Source data
————

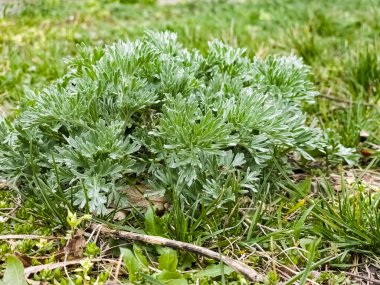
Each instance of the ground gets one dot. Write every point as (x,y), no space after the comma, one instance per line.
(321,225)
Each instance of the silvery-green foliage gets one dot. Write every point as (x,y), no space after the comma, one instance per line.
(151,111)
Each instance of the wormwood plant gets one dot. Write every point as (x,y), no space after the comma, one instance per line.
(197,127)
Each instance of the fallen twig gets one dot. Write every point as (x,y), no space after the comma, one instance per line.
(6,237)
(238,266)
(51,266)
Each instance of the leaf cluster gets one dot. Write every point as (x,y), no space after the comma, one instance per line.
(150,111)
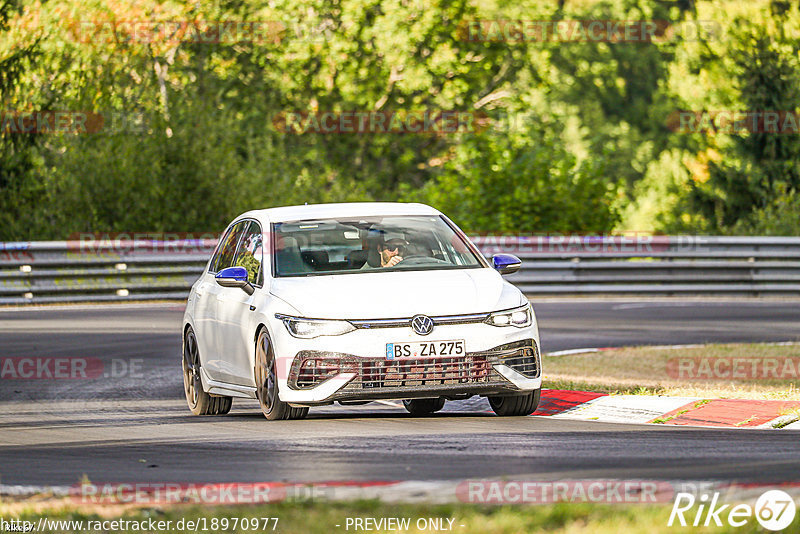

————

THE PROBLEM ▸
The lines above must be transcribed exactly, with every picture left out.

OUTPUT BELOW ▸
Each instance of the ground gets one dot. Write every point as (x,y), no space after the comma, one instance per line.
(321,225)
Each instance of the silvery-green foliage gets one dot. Write every point as (x,y), no space after the comma, one instance per line.
(151,111)
Each instance of the wormwood plant gets one dot. Write every point as (x,y), no space after the comma, one instance per line.
(197,127)
Each instance of the fallen twig gets one dot. Write every point as (x,y), no space after the comma, one instance per line.
(6,237)
(238,266)
(51,266)
Each instance of the leaf cluster gets one dot. Write every point as (x,y), no space after the comma, one instance per line.
(150,111)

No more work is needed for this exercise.